Location labeling rows:
━━━━━━━━━━

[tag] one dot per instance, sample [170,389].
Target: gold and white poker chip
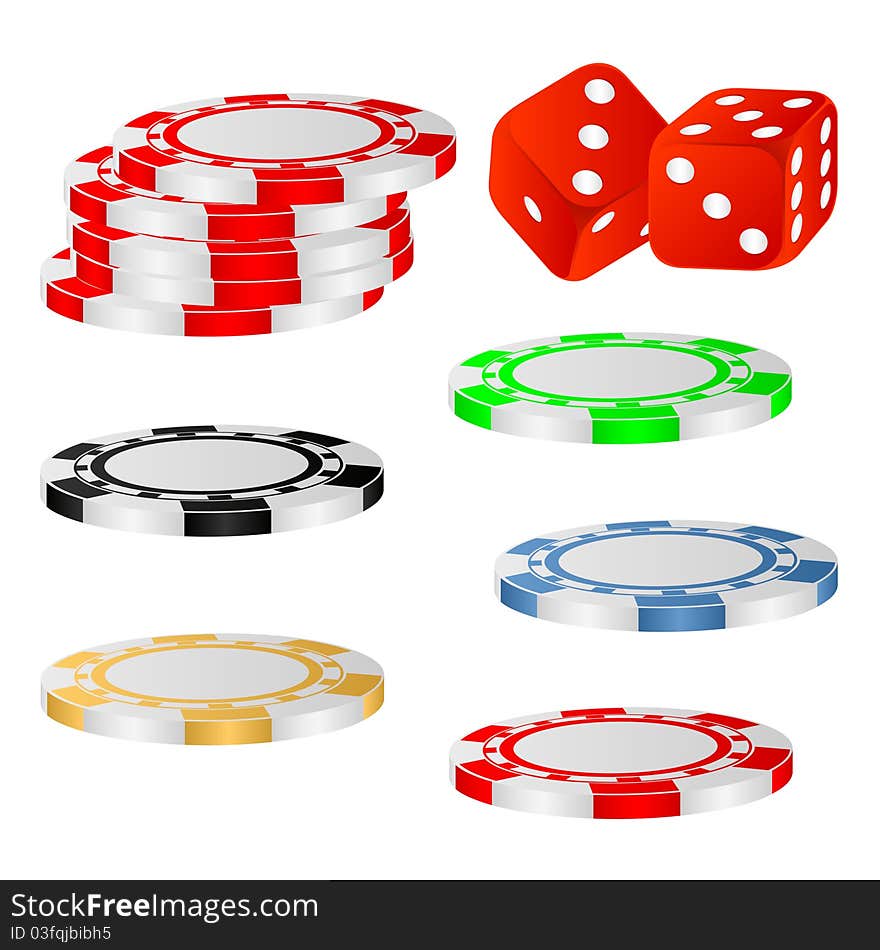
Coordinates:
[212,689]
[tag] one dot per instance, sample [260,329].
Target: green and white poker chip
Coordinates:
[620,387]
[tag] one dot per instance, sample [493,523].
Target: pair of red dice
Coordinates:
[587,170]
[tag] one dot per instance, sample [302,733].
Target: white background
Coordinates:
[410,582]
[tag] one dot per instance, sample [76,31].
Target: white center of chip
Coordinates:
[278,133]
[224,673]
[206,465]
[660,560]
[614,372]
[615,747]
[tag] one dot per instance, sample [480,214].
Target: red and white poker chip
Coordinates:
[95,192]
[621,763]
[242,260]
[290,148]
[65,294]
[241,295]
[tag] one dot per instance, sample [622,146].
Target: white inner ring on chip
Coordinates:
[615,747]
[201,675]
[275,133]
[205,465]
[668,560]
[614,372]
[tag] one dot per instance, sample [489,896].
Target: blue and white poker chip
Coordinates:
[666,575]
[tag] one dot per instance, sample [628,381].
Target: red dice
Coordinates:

━━━━━━━━━━

Aim – Rewrite every row above with "poker chip" changed to "casino chip" and nothing else altered. Leave the pictures out of your version.

Written solution –
[tag] one dot per instance, sample [170,389].
Target: gold and white casino chip
Coordinates:
[212,689]
[tag] one dot per instance, sample [260,329].
Target: green and white casino chip
Coordinates:
[620,387]
[tag] one dot per instance, sample [493,523].
Target: pair of red dice
Coordinates:
[587,170]
[tag] one dot per instance, sample [302,733].
Target: white background
Coordinates:
[410,582]
[tag] one dot per instance, sample [76,31].
Target: white center of chip
Coordinates:
[278,133]
[224,673]
[206,465]
[660,560]
[614,372]
[615,747]
[tag] one dot per instance, sample [480,214].
Target: red and white casino chip
Coordinates:
[95,192]
[621,763]
[242,260]
[290,148]
[65,294]
[241,295]
[tag] one dot per instance, sample [622,146].
Target: white inner ring on chip
Coordinates:
[615,747]
[201,675]
[275,133]
[205,465]
[668,560]
[614,372]
[tag] one dot per instance, sample [489,896].
Target: blue and white casino chip
Coordinates:
[666,575]
[tag] one dot per instance, sample [628,381].
Target: red dice
Coordinates:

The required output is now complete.